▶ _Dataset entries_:
++++

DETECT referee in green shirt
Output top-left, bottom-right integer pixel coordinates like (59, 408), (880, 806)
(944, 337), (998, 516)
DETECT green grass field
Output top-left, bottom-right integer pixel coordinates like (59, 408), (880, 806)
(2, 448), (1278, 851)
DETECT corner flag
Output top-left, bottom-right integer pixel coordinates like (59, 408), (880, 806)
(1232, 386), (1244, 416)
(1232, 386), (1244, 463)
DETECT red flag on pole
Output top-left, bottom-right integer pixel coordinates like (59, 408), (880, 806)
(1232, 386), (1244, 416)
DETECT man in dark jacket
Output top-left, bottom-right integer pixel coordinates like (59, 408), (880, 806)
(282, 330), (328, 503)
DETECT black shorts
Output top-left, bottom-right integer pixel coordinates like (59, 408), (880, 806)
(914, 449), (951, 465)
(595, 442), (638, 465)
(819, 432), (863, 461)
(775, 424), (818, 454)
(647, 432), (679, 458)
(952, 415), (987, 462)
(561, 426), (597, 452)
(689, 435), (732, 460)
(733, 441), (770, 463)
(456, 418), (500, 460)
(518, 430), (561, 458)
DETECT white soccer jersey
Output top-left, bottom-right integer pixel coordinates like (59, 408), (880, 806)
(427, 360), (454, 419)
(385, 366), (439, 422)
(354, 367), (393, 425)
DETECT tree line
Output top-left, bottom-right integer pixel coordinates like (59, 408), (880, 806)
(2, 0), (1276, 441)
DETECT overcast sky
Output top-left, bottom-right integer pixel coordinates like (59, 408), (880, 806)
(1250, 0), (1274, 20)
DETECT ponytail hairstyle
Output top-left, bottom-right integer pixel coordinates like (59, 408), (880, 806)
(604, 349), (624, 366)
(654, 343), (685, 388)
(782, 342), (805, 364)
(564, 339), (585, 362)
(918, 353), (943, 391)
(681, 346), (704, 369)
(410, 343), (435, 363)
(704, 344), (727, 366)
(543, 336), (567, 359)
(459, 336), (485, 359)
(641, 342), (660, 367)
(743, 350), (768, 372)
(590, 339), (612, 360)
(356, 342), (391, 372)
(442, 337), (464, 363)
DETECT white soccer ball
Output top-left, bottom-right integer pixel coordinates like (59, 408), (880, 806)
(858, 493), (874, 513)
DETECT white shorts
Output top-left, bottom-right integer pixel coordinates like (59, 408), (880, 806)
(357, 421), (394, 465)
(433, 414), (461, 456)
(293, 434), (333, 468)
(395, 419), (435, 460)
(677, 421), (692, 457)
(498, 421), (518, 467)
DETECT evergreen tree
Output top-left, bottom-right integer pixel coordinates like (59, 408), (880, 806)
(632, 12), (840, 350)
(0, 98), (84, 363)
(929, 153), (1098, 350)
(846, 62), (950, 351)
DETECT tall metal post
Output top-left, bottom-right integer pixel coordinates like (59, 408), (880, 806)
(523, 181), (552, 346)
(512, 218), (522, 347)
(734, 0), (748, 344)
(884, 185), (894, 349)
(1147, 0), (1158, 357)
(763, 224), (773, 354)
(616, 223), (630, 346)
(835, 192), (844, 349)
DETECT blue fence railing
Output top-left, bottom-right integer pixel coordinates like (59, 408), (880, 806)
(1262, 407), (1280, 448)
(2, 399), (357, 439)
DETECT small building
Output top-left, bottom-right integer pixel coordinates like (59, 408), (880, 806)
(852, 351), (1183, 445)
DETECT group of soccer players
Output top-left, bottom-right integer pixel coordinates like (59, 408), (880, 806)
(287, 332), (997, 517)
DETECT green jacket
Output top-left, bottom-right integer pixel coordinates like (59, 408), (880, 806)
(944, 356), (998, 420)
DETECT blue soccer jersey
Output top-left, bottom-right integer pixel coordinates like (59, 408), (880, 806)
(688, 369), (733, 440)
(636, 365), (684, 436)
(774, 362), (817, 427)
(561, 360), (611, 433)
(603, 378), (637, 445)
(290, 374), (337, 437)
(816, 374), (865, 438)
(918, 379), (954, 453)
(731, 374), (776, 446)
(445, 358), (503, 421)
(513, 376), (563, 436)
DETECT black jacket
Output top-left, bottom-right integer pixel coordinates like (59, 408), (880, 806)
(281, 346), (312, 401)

++++

▶ _ASSIGNED TASK_:
Locate the lines above that contain "black" and copy them.

▶ _FINISHED TASK_:
DETECT black shorts
DETECT black jacket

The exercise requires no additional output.